• [TASK DIRECTIONS]:
Reproduce every line of the entries below, requests included, but move each point by adding -80 to both its x and y coordinates. Leave the pictures out of your answer.

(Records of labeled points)
+===+

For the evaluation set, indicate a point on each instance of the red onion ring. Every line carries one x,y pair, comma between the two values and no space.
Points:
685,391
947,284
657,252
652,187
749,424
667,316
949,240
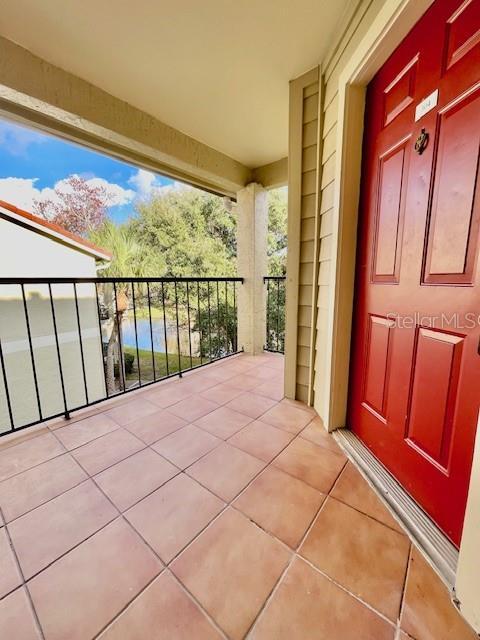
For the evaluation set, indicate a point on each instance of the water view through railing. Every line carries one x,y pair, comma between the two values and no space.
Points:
275,334
66,343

+===+

• [SOLUTION]:
For the evaluation set, indicate a point on each instance of the red onion ring. Every line carries one x,y pair, comma between the two values and no space.
Points:
605,311
867,204
577,172
572,107
669,344
587,236
869,160
For the evaluation set, indicate a point on each instance of the water view through railing. Every line carries one x,y pair, comma between the two values and no space.
Points:
195,254
-14,263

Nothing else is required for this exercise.